─── EXERCISE INPUTS ───

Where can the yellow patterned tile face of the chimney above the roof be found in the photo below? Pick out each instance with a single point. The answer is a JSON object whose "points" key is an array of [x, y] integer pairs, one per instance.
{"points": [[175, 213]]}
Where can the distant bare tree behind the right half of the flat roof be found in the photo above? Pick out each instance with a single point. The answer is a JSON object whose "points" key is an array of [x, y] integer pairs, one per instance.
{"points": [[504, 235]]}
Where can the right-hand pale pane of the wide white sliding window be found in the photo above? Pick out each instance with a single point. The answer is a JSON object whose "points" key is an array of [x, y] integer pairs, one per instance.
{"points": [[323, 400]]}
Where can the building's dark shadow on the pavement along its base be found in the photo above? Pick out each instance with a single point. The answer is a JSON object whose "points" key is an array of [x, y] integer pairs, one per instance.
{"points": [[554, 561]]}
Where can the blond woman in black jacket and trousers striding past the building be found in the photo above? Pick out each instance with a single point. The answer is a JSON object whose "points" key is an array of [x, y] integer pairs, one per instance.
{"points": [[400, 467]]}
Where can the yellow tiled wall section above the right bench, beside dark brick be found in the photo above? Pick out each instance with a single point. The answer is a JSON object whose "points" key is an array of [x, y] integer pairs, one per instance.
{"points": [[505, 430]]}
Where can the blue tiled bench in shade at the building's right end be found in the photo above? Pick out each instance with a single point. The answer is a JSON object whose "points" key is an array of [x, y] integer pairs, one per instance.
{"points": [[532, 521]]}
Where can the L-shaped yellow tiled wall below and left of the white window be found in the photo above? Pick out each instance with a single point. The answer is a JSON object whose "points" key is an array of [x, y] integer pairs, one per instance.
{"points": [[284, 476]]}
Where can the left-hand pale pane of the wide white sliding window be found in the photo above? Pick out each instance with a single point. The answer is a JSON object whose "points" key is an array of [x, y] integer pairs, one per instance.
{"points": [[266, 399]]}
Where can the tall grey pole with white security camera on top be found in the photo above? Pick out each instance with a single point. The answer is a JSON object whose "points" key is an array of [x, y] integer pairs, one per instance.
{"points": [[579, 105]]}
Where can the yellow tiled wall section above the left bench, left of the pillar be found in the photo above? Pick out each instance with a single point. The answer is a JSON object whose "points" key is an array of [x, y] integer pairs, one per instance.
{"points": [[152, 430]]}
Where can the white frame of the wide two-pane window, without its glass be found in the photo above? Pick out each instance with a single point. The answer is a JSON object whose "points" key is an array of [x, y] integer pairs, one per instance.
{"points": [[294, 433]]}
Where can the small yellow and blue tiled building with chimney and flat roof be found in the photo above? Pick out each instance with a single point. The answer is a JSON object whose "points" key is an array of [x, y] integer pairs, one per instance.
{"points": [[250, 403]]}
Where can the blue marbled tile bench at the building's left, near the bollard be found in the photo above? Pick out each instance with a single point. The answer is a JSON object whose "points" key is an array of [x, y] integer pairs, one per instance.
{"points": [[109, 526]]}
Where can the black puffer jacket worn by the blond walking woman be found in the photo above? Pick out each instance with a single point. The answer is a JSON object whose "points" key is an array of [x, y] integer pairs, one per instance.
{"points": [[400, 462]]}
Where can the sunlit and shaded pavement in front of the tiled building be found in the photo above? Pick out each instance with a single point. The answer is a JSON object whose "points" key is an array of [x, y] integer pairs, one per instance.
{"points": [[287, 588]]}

───

_TASK GOAL_
Every entry above should be retyped exactly as shown.

_WRITTEN RESPONSE_
Where can the yellow patterned tile face of the chimney above the roof be found in the photo below? Pick out each instance with a single point. The answer is a JSON object whose "points" key is an array of [x, y] integer pairs, one per instance.
{"points": [[175, 213]]}
Where can the distant bare tree behind the right half of the flat roof be found in the photo above? Pick out each instance with a single point. The answer is a JSON object whose "points" key is an array of [x, y] integer pairs, one per instance.
{"points": [[504, 235]]}
Where can the right-hand pale pane of the wide white sliding window be found in the photo above? Pick out each instance with a single point. The answer is a JSON object whose "points" key is an array of [x, y] integer pairs, one per instance.
{"points": [[323, 400]]}
Where can the building's dark shadow on the pavement along its base be found in the photo above? Pick out each instance with a single point. The answer is a JSON object whose "points" key is an array of [x, y] integer pairs, one per instance.
{"points": [[554, 561]]}
Where can the blond woman in black jacket and trousers striding past the building be found in the photo above? Pick out each instance with a single point. The answer is a JSON object whose "points" key is an array of [x, y] integer pairs, one per instance.
{"points": [[400, 467]]}
Where can the yellow tiled wall section above the right bench, beside dark brick be found in the photo above? Pick out each instance with a single point. The answer is a JSON object whose "points" key is an array of [x, y] integer pairs, one per instance.
{"points": [[505, 430]]}
Where can the blue tiled bench in shade at the building's right end be found in the photo above? Pick out each instance with a single point. The answer is a JSON object whose "points" key is an array of [x, y] integer pairs, one per instance.
{"points": [[532, 521]]}
Where can the L-shaped yellow tiled wall below and left of the white window be found in the photo above? Pick out each instance with a single point. The answer is a JSON object whose "points" key is an array of [x, y] integer pairs, one per instance.
{"points": [[284, 476]]}
Where can the left-hand pale pane of the wide white sliding window be found in the photo above? Pick out each instance with a single point. The answer is a JSON object whose "points" key is an array of [x, y] integer pairs, one per instance.
{"points": [[266, 399]]}
Where can the tall grey pole with white security camera on top be found in the photo above? Pick out each instance with a single point. The answer is a JSON object whose "points" key is an array of [x, y] integer pairs, one per instance.
{"points": [[579, 105]]}
Where can the yellow tiled wall section above the left bench, left of the pillar be found in the photo above? Pick out each instance with a single point. The answer is a JSON object whose "points" key is an array of [x, y] integer pairs, one per instance.
{"points": [[152, 430]]}
Where can the white frame of the wide two-pane window, without its glass be found in the photo above? Pick out each instance with a single point. The answer is a JSON object whose "points" key is an array of [x, y] integer pairs, one per instance.
{"points": [[294, 433]]}
Where can the small yellow and blue tiled building with chimney and flat roof be found in the photo above? Pick out each instance with a single point. The answer is a JSON object whose "points" key is an array of [x, y] integer pairs, one per instance.
{"points": [[250, 403]]}
Where can the blue marbled tile bench at the building's left, near the bollard be found in the photo above? Pick out each instance with a single point. The answer is a JSON object whose "points" key is an array of [x, y] integer pairs, one per instance.
{"points": [[109, 526]]}
Where can the black puffer jacket worn by the blond walking woman be found in the photo above? Pick out each instance with a single point. The answer is a JSON object whose "points" key is an array of [x, y] integer pairs, one per instance.
{"points": [[400, 462]]}
Where can the sunlit and shaded pavement in front of the tiled building be found in the photo above? Pick out each instance with a single point. The answer is a JSON object whose "points" key is an array of [x, y] integer pairs, one per instance.
{"points": [[287, 588]]}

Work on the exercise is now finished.